▶ Texte à lire
■ ■ ■

Sciences & Technique Deux expressos contre une maladie orpheline, c'est fort de café

AFP

14.6.2019 - 08:32

Prescrire du café à un enfant pour supprimer les mouvements incontrôlés dus à sa maladie orpheline, puis en confirmer l'efficacité grâce à du «déca» acheté par erreur: parfois, la médecine progresse grâce à des hasards étonnants
Prescrire du café à un enfant pour supprimer les mouvements incontrôlés dus à sa maladie orpheline, puis en confirmer l'efficacité grâce à du «déca» acheté par erreur: parfois, la médecine progresse grâce à des hasards étonnants
Source: AFP/Archives

Prescrire du café à un enfant pour supprimer les mouvements incontrôlés dus à sa maladie orpheline, puis en confirmer l'efficacité grâce à du «déca» acheté par erreur: parfois, la médecine progresse grâce à des hasards étonnants.

Cette histoire est racontée lundi par des médecins français dans la revue Annals of internal medicine.

Le patient est un enfant de 11 ans à qui on diagnostique l'an dernier une dyskinésie liée à un gène appelé ADCY5.

«C'est une maladie orpheline, on ne connaît même pas le nombre de cas tellement elle est rare, on peut parler d'une naissance sur un million mais ça n'est qu'un ordre de grandeur», explique à l'AFP l'un des médecins, le Pr Emmanuel Flamand-Roze.

■ ■ ■

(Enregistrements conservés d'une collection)

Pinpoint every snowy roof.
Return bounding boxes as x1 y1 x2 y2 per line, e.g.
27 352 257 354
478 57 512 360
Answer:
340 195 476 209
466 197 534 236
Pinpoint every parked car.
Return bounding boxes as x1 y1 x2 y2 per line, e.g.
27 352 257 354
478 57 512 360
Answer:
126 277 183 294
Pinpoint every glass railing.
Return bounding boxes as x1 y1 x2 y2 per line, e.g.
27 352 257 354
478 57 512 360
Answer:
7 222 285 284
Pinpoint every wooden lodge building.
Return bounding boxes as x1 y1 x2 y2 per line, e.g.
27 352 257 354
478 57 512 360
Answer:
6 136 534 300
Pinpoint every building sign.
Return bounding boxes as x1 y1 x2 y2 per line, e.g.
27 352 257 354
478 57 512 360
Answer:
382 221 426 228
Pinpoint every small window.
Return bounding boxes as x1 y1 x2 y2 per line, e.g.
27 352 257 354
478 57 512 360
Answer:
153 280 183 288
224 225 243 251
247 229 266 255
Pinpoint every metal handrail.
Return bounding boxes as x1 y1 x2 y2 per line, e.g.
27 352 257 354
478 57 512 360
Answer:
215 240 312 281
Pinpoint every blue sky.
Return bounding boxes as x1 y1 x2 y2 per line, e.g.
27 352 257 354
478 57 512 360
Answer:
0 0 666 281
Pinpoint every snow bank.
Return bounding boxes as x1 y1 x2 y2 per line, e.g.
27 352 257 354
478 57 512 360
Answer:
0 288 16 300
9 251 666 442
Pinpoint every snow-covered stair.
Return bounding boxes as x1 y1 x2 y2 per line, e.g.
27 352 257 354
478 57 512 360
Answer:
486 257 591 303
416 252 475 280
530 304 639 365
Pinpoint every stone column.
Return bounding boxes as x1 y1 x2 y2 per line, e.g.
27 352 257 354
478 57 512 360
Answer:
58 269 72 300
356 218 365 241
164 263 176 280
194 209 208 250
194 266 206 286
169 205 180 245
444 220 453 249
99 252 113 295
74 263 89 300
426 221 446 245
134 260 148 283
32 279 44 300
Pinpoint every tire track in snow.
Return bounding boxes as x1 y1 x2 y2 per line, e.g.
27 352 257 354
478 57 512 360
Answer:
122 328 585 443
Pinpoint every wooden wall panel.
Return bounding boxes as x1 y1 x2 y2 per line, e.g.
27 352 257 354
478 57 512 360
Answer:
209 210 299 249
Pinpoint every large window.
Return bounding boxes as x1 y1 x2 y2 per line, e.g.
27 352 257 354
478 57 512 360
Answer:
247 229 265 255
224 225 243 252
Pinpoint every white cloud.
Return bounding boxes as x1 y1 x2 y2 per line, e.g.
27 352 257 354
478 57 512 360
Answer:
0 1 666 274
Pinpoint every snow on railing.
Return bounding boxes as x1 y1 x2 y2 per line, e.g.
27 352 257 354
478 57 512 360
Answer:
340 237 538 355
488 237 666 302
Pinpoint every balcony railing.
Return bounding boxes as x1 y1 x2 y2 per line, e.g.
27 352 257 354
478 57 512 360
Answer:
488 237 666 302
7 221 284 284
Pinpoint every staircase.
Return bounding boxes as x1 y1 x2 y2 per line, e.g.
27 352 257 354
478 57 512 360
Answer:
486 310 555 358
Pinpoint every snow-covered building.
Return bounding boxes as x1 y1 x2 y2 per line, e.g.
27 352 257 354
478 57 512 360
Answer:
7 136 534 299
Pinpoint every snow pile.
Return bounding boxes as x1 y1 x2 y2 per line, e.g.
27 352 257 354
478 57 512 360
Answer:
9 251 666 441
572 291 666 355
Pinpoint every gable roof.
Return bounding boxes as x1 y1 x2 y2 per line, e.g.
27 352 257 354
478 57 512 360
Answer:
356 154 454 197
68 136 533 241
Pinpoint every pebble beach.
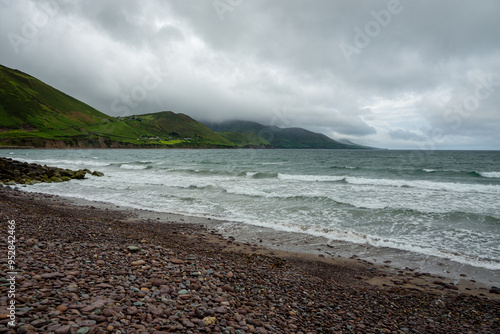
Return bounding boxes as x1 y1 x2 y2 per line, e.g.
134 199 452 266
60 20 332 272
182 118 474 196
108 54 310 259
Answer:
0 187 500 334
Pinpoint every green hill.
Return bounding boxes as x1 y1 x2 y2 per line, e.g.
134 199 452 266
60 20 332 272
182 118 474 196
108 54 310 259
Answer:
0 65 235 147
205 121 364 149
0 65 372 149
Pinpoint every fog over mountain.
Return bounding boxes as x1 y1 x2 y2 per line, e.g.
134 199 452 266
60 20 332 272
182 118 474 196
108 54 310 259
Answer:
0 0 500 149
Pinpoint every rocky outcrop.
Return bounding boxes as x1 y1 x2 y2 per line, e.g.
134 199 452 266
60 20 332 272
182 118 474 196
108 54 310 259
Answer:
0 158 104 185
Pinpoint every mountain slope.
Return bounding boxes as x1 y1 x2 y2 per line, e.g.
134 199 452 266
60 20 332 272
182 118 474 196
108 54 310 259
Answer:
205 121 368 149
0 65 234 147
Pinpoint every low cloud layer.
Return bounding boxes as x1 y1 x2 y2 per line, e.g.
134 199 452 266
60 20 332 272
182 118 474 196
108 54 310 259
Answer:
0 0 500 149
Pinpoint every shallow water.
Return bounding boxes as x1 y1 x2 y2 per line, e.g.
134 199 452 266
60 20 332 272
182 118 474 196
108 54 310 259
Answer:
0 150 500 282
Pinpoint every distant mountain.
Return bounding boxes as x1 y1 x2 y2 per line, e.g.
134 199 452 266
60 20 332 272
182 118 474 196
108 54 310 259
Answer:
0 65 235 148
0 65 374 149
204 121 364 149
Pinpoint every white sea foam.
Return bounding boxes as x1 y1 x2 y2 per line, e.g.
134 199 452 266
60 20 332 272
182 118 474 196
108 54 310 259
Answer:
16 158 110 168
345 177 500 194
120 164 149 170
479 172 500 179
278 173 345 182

■ ■ ■

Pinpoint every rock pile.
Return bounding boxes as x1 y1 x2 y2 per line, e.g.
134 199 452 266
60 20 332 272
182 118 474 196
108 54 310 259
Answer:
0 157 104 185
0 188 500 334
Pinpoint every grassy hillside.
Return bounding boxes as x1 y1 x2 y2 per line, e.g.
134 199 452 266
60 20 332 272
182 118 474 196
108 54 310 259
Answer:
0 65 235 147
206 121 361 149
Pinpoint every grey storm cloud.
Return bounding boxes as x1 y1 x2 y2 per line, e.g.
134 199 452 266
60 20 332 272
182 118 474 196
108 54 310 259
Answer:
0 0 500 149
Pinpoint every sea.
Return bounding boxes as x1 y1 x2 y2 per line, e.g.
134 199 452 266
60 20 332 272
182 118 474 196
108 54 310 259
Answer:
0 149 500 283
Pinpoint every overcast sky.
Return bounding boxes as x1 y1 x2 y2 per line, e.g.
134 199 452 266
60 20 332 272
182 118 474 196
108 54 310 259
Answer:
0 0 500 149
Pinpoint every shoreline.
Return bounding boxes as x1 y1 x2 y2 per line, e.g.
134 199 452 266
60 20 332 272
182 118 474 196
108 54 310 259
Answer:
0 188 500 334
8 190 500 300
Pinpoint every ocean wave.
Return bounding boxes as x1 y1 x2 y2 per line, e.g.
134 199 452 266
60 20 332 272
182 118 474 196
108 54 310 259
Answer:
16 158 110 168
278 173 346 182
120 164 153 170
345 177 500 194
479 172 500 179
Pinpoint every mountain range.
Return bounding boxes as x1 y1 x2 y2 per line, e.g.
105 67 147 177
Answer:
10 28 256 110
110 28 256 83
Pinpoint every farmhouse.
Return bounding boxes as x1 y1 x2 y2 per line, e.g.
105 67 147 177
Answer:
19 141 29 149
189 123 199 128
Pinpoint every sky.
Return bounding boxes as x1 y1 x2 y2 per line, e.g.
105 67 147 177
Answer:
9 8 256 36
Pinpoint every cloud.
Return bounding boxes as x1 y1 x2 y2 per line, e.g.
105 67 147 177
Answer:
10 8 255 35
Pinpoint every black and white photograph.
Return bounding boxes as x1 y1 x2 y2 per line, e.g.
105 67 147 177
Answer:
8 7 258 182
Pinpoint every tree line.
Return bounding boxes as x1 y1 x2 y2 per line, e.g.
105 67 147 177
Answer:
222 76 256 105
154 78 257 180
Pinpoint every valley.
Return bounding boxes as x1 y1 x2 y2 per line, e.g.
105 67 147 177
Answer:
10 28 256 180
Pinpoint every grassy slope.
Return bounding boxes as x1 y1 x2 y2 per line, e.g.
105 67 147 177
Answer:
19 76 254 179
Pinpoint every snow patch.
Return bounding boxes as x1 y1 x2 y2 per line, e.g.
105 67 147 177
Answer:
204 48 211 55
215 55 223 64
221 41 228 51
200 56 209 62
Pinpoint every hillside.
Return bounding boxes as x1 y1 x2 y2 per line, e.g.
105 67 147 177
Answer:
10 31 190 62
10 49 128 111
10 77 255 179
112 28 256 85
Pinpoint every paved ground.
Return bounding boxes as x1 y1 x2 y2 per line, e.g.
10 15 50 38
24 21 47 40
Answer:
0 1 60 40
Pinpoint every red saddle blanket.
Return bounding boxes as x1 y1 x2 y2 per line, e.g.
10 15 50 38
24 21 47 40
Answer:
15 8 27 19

■ ■ ■

▶ Consignes de l'exercice
1. Recopiez le passage de l'article sur le café et la maladie orpheline compris entre «14.6.2019 - 08:32» et «of internal medicine.», bornes incluses.
2. Poursuivez l'article sur le café et la maladie orpheline à partir de sa dernière phrase.
Les enregistrements n'interviennent pas dans ce travail.

▶ Corrigé de l'exercice
1.
14.6.2019 - 08:32

Prescrire du café à un enfant pour supprimer les mouvements incontrôlés dus à sa maladie orpheline, puis en confirmer l'efficacité grâce à du «déca» acheté par erreur: parfois, la médecine progresse grâce à des hasards étonnants
Prescrire du café à un enfant pour supprimer les mouvements incontrôlés dus à sa maladie orpheline, puis en confirmer l'efficacité grâce à du «déca» acheté par erreur: parfois, la médecine progresse grâce à des hasards étonnants
Source: AFP/Archives

Prescrire du café à un enfant pour supprimer les mouvements incontrôlés dus à sa maladie orpheline, puis en confirmer l'efficacité grâce à du «déca» acheté par erreur: parfois, la médecine progresse grâce à des hasards étonnants.

Cette histoire est racontée lundi par des médecins français dans la revue Annals of internal medicine.

2.
Les malades sont victimes de nombreux mouvements anormaux, exacerbés lors de phases de crise. Il n'y a pour le moment aucun traitement connu pour cette maladie très invalidante.

«Les bras, les jambes et le visage se mettent à bouger de manière très importante. Cet enfant ne pouvait pas faire de vélo ni même rentrer à pied de l'école, car une crise pouvait survenir n'importe quand», poursuit le Pr Flamand-Roze, neurologue à l'hôpital de la Pitié-Salpêtrière AP-HP.

Sitôt le diagnostic posé, les médecins prescrivent... du café à cet enfant. «Ça fait quelques années que nous le prescrivons, depuis que d'autres patients ont raconté que c'était très efficace contre les mouvements», selon le neurologue.

Faire boire du café à un petit garçon peut paraître incongru, mais ses parents ne sont pas choqués. Ils sont originaires de Madagascar où, selon les chercheurs, cette boisson est utilisée pour combattre certains maux.

Dans le cadre de son traitement, l'enfant boit une tasse d'expresso le matin et une autre le soir. L'effet est rapide (les mouvements incontrôlés disparaissent presque totalement) et dure sept heures.

- «Double aveugle» -

Mais après quelques semaines, les parents contactent les médecins, car le café ne fait plus effet. Les mouvements ont repris.

Au bout de quatre jours, ils réalisent leur méprise: ils ont, par erreur, acheté et donné à leur fils du café décaféiné. Sitôt l'enfant remis au café avec caféine, ses mouvements indésirables disparaissent à nouveau.

Sans le vouloir, les parents ont apporté la preuve qui manquait pour étayer scientifiquement l'efficacité du café.

En se trompant, ils ont en effet réalisé dans la vie réelle ce que les scientifiques appellent un «test en double aveugle contre placebo», qui permet de comparer l'efficacité d'un médicament à celle d'un placebo.

On parle de «double aveugle» car ni la personne qui prend le traitement ni celle qui lui administre ne sait s'il contient un principe actif ou s'il n'est qu'un placebo.

Cette histoire «fait partie des hasards un peu fabuleux de l'histoire de la médecine», sourit le Pr Flamand-Roze.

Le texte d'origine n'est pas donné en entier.